**Passage to read:**

The semester started last week. I am again teaching a junior/senior elective for majors and it looks like it might be a rough semester.

The course I am teaching follows a basic, required course in the major. I find the students are poorly prepared, more poorly than the class I had last semester. The students are quiet and look positively terrified. I know it takes a little while for people to warm up and start answering my in-class questions, so that will come with time. But I am being quite alarmed by all the things that they say they have never seen before, because, if that’s true, then I have to significantly rethink the class. Sure, I suppose they might be fibbing, but I do believe think most of them have simply never seen the material or, if they have, then it really didn’t stick at all and they genuinely don’t remember it.

Last week and this week, we are reviewing the material from the previous course, and it’s going very slowly. I may have to take more time simply to get them up to where they would actually need to be, which means cutting out some of the new stuff.

Also, the lack of facility with math always rears its ugly head, but at least that’s not particularly surprising. Any physical science field that requires a lot of physics has to be taught math really rigorously, and the math department does a very good job. The problem is that, owing to a recent ~~idiotic~~ progressive change in the curriculum for our major, which is supposed to give the students more flexibility to ~~freely choose easy courses outside of the major~~ customize their program of study, some important formerly required math courses have now become electives (e.g. how can linear algebra and differential equations not be required just fuckin’ blows my mind) and now many students elect not to take them. Also, many of the required math courses are mismatched in timing with the relevant courses in the major.

Perhaps more importantly, on top of pure math, the next layer is often missing, and that is the layer where the students are taught physics while using the math tools. This is where they should simultaneously be taught how to build their intuition about the physics with the help of math (math is your friend, people!!!) and how to better understand the ability of math to capture the physical world. What we need are slower-paced calculus-based physics courses and less jam-packed syllabi in the lower-level courses for our major. The way physics for non-physicists courses are taught right now is woefully inefficient: there is too much material in each one of these courses, everything is only touched upon, and the kids retain absolutely nothing. It’s a complete waste of time. Considering that many students haven’t had physics as a standalone subject until college, maybe I shouldn’t lament but should be in awe that the kids have as much proficiency as they do.

**Task instructions:**
a: Restate the stretch from "Also, the lack" through "courses in the major." in the post about teaching the elective, substituting "mathematics faculty" for "math department".
b: Write the next part of the post about teaching the elective, picking up after its final sentence.

**Dataset content:**
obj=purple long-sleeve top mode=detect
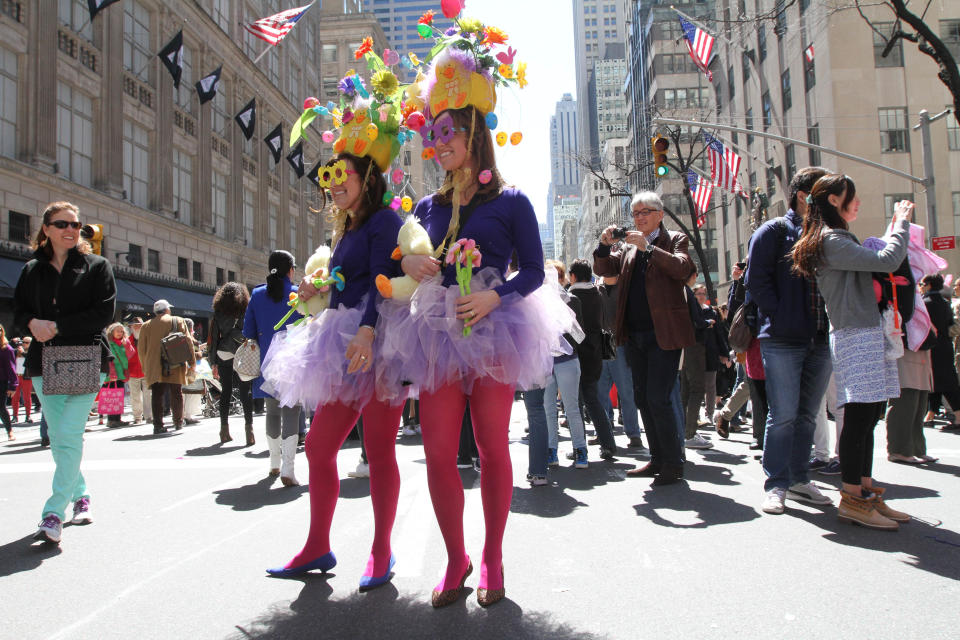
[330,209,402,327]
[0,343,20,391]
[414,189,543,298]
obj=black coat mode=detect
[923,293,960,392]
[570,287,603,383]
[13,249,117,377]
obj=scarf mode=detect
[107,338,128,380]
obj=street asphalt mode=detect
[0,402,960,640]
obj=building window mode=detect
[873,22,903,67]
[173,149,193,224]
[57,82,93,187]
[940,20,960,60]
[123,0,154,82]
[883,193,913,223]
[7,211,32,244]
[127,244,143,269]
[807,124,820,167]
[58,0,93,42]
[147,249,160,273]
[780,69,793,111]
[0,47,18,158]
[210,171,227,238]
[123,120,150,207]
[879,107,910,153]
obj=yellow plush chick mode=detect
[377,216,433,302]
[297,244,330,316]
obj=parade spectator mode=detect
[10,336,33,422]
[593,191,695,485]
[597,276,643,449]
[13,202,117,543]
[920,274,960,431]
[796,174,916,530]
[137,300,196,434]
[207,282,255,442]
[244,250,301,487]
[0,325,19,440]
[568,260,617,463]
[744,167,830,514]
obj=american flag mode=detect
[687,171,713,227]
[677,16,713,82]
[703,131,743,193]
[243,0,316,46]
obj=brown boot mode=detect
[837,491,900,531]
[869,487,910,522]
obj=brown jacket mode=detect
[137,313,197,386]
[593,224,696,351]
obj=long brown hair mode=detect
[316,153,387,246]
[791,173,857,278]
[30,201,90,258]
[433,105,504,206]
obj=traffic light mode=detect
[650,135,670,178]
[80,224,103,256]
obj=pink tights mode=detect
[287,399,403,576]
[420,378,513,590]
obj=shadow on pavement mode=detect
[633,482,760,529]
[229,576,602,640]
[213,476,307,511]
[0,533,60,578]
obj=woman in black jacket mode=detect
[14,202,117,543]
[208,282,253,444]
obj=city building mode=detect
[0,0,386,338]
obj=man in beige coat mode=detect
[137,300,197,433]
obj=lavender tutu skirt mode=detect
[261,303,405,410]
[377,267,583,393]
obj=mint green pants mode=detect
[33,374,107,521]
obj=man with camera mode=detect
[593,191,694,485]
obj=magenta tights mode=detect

**Outputs in order:**
a:
Also, the lack of facility with math always rears its ugly head, but at least that’s not particularly surprising. Any physical science field that requires a lot of physics has to be taught math really rigorously, and the mathematics faculty does a very good job. The problem is that, owing to a recent ~~idiotic~~ progressive change in the curriculum for our major, which is supposed to give the students more flexibility to ~~freely choose easy courses outside of the major~~ customize their program of study, some important formerly required math courses have now become electives (e.g. how can linear algebra and differential equations not be required just fuckin’ blows my mind) and now many students elect not to take them. Also, many of the required math courses are mismatched in timing with the relevant courses in the major.

b:
People say that we discourage our physical science majors by throwing so much math and physics and chemistry at them when they join the university. That it’s boring and kills their natural creativity and that we should get them more chances to design right away and whatnot. First, if you are going to be a professional scientist or engineer, you need to know that stuff. There is no way around it. You cannot do/create/design anything new and have it work without being able to recognize whether or not it violates the basic laws of nature. So there is no doubt in my mind that a solid foundation in basic math, physics, and chemistry is the core of physical science education. I don’t know how we make it less boring and more appealing — I thought all of it was fascinating to begin with. There are freshman design courses sprouting all around the country, many with a humanistic component, where kids are taught to interface with the communities and solve actual existing problems. I think that is great and helps motivate a lot of kids, but we can’t forget that in order to be independent scientists and engineers we have to give them a lot of basic science tools — sure, it’s cool to make a product for someone in the community as a freshman, but don’t forget that there was an instructor there to catch the (often obvious) fallacies in the many iterations of the design. For most kids, we are not stifling their unique unadultarated genius with these basic courses; we are giving them the tools so they would be able to work independently to express their creative ideas once they have their diploma in hand.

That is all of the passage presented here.